Assigned task
What's wanted is a faithful retyping of every entry, pictures excluded.
** Opening Listed records block **
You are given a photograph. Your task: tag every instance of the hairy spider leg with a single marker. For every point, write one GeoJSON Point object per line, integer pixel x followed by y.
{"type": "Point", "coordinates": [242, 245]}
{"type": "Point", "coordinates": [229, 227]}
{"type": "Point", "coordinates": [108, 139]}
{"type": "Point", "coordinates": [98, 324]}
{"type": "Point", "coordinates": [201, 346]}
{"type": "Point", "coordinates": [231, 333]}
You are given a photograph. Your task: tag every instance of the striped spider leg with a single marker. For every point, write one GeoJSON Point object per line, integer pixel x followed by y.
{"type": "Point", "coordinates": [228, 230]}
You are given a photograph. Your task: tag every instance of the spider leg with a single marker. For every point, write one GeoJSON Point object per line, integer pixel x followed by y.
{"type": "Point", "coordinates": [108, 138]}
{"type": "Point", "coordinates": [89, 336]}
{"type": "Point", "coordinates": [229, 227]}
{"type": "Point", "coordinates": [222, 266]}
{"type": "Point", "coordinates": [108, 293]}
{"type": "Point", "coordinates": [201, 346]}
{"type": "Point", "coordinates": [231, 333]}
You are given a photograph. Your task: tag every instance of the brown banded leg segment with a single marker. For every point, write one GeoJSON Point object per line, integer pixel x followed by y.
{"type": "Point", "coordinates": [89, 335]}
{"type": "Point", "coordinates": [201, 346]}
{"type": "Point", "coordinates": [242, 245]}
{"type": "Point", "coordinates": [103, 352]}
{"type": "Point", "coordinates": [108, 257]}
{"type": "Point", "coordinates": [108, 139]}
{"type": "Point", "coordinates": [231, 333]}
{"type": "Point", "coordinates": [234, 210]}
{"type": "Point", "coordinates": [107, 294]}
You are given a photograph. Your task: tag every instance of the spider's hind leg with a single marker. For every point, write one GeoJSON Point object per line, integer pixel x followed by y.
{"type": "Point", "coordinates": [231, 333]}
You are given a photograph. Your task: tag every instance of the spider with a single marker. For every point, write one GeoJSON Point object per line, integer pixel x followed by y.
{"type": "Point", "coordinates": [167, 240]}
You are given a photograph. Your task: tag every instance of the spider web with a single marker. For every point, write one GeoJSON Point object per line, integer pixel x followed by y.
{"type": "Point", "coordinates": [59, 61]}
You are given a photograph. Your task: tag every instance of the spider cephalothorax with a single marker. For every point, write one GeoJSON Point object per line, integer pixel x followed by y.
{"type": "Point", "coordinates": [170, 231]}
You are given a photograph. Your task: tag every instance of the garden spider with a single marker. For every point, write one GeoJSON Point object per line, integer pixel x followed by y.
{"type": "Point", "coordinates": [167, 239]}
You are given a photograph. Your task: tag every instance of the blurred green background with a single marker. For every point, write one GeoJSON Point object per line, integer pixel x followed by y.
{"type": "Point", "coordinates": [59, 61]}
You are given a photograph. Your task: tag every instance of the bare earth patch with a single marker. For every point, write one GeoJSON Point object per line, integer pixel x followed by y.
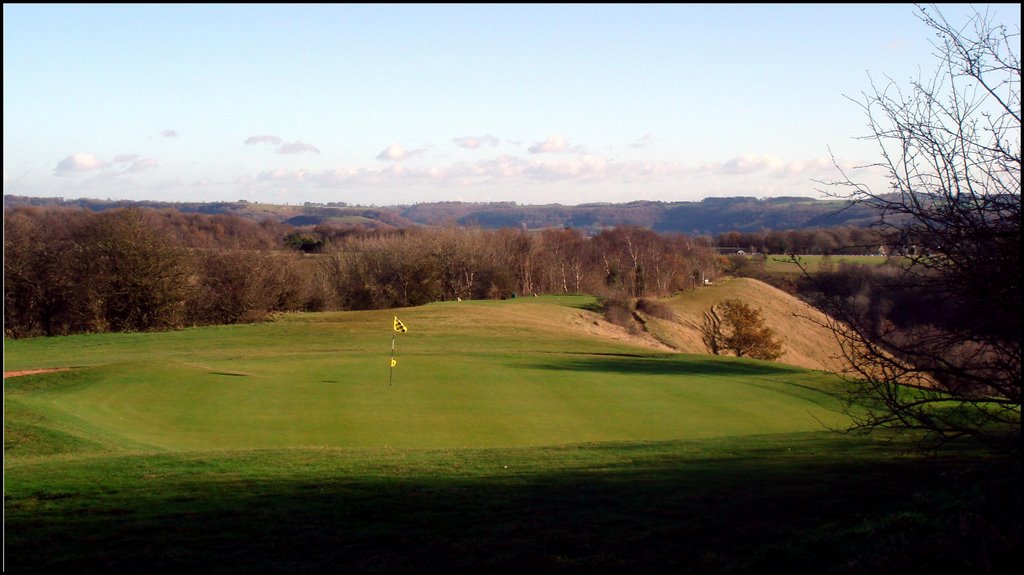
{"type": "Point", "coordinates": [31, 371]}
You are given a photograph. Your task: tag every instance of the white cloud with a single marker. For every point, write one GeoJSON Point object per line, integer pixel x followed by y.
{"type": "Point", "coordinates": [296, 147]}
{"type": "Point", "coordinates": [79, 163]}
{"type": "Point", "coordinates": [473, 142]}
{"type": "Point", "coordinates": [642, 142]}
{"type": "Point", "coordinates": [264, 138]}
{"type": "Point", "coordinates": [140, 165]}
{"type": "Point", "coordinates": [283, 175]}
{"type": "Point", "coordinates": [556, 143]}
{"type": "Point", "coordinates": [395, 152]}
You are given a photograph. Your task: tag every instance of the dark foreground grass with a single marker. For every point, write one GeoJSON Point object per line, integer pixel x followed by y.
{"type": "Point", "coordinates": [811, 501]}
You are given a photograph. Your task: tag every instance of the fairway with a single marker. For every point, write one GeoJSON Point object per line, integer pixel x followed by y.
{"type": "Point", "coordinates": [468, 374]}
{"type": "Point", "coordinates": [520, 434]}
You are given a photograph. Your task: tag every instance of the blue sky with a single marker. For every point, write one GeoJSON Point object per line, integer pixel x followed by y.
{"type": "Point", "coordinates": [388, 104]}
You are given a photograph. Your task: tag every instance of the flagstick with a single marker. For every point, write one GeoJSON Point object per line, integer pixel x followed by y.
{"type": "Point", "coordinates": [390, 372]}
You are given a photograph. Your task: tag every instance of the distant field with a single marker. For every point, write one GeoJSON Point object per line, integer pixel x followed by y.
{"type": "Point", "coordinates": [519, 434]}
{"type": "Point", "coordinates": [782, 264]}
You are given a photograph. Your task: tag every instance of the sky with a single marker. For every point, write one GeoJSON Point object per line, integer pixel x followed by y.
{"type": "Point", "coordinates": [388, 104]}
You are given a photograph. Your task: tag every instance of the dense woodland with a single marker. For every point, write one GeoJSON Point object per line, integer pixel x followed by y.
{"type": "Point", "coordinates": [69, 270]}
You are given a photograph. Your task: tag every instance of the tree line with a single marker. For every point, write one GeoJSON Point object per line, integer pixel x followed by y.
{"type": "Point", "coordinates": [72, 270]}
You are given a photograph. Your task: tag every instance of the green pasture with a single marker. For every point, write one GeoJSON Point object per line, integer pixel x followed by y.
** Closing Listed records block **
Output for this task
You are given a photograph. Your task: tag every instance of the hairy spider leg with a single marker. For every point, write one GeoJSON Point object per line, integer pixel x followed by y.
{"type": "Point", "coordinates": [242, 245]}
{"type": "Point", "coordinates": [229, 227]}
{"type": "Point", "coordinates": [108, 139]}
{"type": "Point", "coordinates": [98, 324]}
{"type": "Point", "coordinates": [201, 346]}
{"type": "Point", "coordinates": [231, 333]}
You are given a photograph. Your task: tag every instance of the striped spider leg with a single marker. For every point, write one GeoJSON Point object per line, integer pixel x followed by y.
{"type": "Point", "coordinates": [228, 230]}
You are given a photograph. Your task: tag every instance of the spider leg with a single marker. For every point, write one GeoJSON Point object per line, integer pixel x followed by y.
{"type": "Point", "coordinates": [108, 138]}
{"type": "Point", "coordinates": [89, 336]}
{"type": "Point", "coordinates": [229, 227]}
{"type": "Point", "coordinates": [222, 266]}
{"type": "Point", "coordinates": [108, 293]}
{"type": "Point", "coordinates": [201, 346]}
{"type": "Point", "coordinates": [231, 333]}
You are given a photograph. Your task: tag every instance of the brown banded leg segment with a single marker. For every point, write one GeoJSON Point object per line, integer pixel x followed by y.
{"type": "Point", "coordinates": [89, 335]}
{"type": "Point", "coordinates": [201, 346]}
{"type": "Point", "coordinates": [242, 245]}
{"type": "Point", "coordinates": [103, 352]}
{"type": "Point", "coordinates": [108, 257]}
{"type": "Point", "coordinates": [108, 139]}
{"type": "Point", "coordinates": [231, 333]}
{"type": "Point", "coordinates": [234, 210]}
{"type": "Point", "coordinates": [107, 294]}
You are given a photograph. Your task: tag every instance of the spider's hind leg with a single marker. For every point, write one GeoJSON Point object per line, integer pixel x followed by y.
{"type": "Point", "coordinates": [231, 333]}
You are given a photograph. Your task: tag every instance of the spider with a single marker. For every point, write one GeoJSON Point object per line, integer pixel x followed by y.
{"type": "Point", "coordinates": [167, 240]}
You are given a photograph. Your task: tag every instance of the spider web with a single marker. For every point, write one GeoJSON Point object per line, integer pixel x followed by y.
{"type": "Point", "coordinates": [59, 61]}
You are given a photograph. Your task: tag every instance of the spider cephalothorax with a single marker. For every point, write one GeoJSON Point object per line, integer pixel x followed by y.
{"type": "Point", "coordinates": [170, 231]}
You are given a photograph. Your task: tag every instance of the garden spider with a single marker. For every point, write one GeoJSON Point object per line, integer pixel x followed by y.
{"type": "Point", "coordinates": [167, 239]}
You are given a photograph. Your task: tag every instance of the blurred green background with a single marker. For every point, write one GeoJSON Point object per line, integer pixel x followed by y.
{"type": "Point", "coordinates": [59, 61]}
You are given a photograph. Your task: tag every instance of the bare earth patch with a single marker. For every point, write one GeoJSON Point object per line, integer pixel x followed by y.
{"type": "Point", "coordinates": [31, 371]}
You are given a photograph. Your task: tag every instance of the white cloud with a single marker. For every point, write one GeoJSON Point object per line, integer pixel x followed by y.
{"type": "Point", "coordinates": [296, 147]}
{"type": "Point", "coordinates": [79, 163]}
{"type": "Point", "coordinates": [473, 142]}
{"type": "Point", "coordinates": [642, 142]}
{"type": "Point", "coordinates": [264, 138]}
{"type": "Point", "coordinates": [140, 165]}
{"type": "Point", "coordinates": [283, 175]}
{"type": "Point", "coordinates": [556, 143]}
{"type": "Point", "coordinates": [395, 152]}
You are given a photograph. Your task: tag every instance of the dark foreground grass with a single marker. For every point, write one GeoJSON Point object per line, integer pixel x followed by y.
{"type": "Point", "coordinates": [811, 501]}
You are given a photograph. Your task: tag every instance of the fairway with a single marker. For every point, write one GeoJSON Point object per line, integer pixel x followed by y.
{"type": "Point", "coordinates": [468, 374]}
{"type": "Point", "coordinates": [520, 434]}
You are given a photograph. Your task: tag every instance of the blue sky with a single marker. For every point, write one GeoJSON Point object per line, integer pixel x followed by y.
{"type": "Point", "coordinates": [388, 104]}
You are given a photograph. Your task: tag every instance of the flagstick with a single marker. For every point, write one GeoJSON Point object per line, integer pixel x followed by y.
{"type": "Point", "coordinates": [390, 372]}
You are given a photograph. Your task: tag every instance of the distant field with a single marker. For every point, write one GeoJSON Point object per line, integer pixel x followed by y.
{"type": "Point", "coordinates": [519, 434]}
{"type": "Point", "coordinates": [782, 264]}
You are given a photograph. Your task: tag every instance of the sky with a single marker. For every point, write one GeoJSON Point object per line, integer pixel x followed by y.
{"type": "Point", "coordinates": [388, 104]}
You are given a photograph. Your task: tag every instance of the dense woodland with a single marker. For every point, write one GeoJSON Point object per line, integer pixel x followed by y.
{"type": "Point", "coordinates": [69, 270]}
You are given a photograph. Your task: tag every instance of the tree line with a single marker. For every point, write one GeoJSON Point object per line, integer pixel x followed by y.
{"type": "Point", "coordinates": [72, 270]}
You are given a photograph. Your task: tag every instance of the green pasture with a single marker. For every point, write one GeoJSON Point object per line, integer pixel x followed by y.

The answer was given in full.